Dataset entries:
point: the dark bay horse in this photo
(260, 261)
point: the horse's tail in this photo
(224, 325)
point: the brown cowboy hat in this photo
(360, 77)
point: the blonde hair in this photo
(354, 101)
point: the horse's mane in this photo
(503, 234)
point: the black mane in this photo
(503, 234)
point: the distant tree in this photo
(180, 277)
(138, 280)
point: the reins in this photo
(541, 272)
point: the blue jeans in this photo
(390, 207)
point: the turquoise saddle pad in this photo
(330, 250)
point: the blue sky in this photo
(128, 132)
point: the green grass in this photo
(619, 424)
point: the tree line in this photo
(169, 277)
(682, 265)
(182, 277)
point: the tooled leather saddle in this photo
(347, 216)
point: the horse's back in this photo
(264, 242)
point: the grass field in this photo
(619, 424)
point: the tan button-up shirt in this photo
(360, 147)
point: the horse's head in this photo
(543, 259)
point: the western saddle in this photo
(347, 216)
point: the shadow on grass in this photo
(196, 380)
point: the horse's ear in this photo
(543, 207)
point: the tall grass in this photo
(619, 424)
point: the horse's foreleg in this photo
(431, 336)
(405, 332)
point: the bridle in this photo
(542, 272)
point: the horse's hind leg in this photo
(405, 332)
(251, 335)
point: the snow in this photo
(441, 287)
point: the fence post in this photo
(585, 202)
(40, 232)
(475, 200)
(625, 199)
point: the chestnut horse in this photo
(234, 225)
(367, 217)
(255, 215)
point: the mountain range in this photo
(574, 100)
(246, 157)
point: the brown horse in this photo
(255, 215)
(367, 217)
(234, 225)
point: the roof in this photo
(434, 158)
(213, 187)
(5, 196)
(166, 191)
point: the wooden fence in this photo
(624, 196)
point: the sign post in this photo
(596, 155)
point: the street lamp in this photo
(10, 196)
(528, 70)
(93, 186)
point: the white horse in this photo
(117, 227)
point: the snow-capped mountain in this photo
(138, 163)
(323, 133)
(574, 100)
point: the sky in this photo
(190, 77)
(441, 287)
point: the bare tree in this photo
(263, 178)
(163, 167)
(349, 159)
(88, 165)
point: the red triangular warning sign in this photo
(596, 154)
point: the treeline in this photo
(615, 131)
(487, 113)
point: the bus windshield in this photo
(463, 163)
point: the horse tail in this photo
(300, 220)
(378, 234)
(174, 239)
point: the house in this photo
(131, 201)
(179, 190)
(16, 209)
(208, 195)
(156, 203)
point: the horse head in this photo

What you need to do: A faithful copy of all the records is required.

Problem solution:
point: the dark bay horse in this photo
(260, 261)
point: the horse's tail in this photo
(224, 325)
point: the brown cowboy hat in this photo
(360, 77)
point: the blonde hair in this photo
(354, 101)
point: the horse's mane in this photo
(503, 234)
point: the black mane in this photo
(503, 234)
point: the distant tree in this photo
(180, 277)
(138, 280)
point: the reins in this photo
(541, 272)
point: the blue jeans in this photo
(390, 207)
point: the turquoise saddle pad in this photo
(330, 250)
point: the blue sky in this photo
(128, 132)
point: the green grass in this photo
(619, 424)
point: the tree line in this photo
(169, 277)
(682, 265)
(182, 277)
point: the tooled leather saddle in this photo
(347, 216)
point: the horse's back in this photo
(264, 242)
point: the grass field in this photo
(619, 424)
point: the tan button-up shirt in this photo
(360, 147)
point: the horse's head in this photo
(543, 259)
point: the western saddle in this photo
(347, 216)
point: the shadow on grass in this photo
(196, 380)
point: the horse's ear in this photo
(543, 207)
point: the tall grass in this photo
(619, 424)
point: the horse's foreleg in this photo
(431, 336)
(405, 332)
point: the bridle in this photo
(542, 272)
point: the horse's hind leg in this photo
(405, 332)
(251, 335)
point: the snow in this photo
(441, 287)
point: the fence post in this photo
(585, 202)
(40, 232)
(475, 200)
(625, 199)
point: the chestnut horse in this photo
(234, 225)
(367, 217)
(255, 215)
point: the mountain range in this photo
(574, 100)
(246, 157)
point: the brown horse in this photo
(255, 215)
(367, 217)
(234, 225)
point: the roof in this photo
(434, 158)
(213, 187)
(5, 196)
(166, 191)
point: the wooden fence in this photo
(624, 196)
point: the sign post in this photo
(596, 155)
point: the street lamp in this photo
(10, 196)
(528, 70)
(93, 186)
point: the white horse in this photo
(117, 227)
point: the snow-capped mountain in this photo
(138, 163)
(323, 133)
(574, 100)
point: the sky in this photo
(190, 77)
(441, 287)
point: the bare tree in this photo
(263, 178)
(163, 167)
(349, 159)
(88, 165)
point: the red triangular warning sign in this photo
(596, 154)
point: the treeline in this photo
(615, 131)
(487, 113)
point: the bus windshield in this photo
(463, 163)
point: the horse tail in this photo
(300, 220)
(378, 234)
(174, 239)
point: the house in this photo
(131, 201)
(179, 190)
(16, 209)
(208, 195)
(156, 203)
point: the horse head in this photo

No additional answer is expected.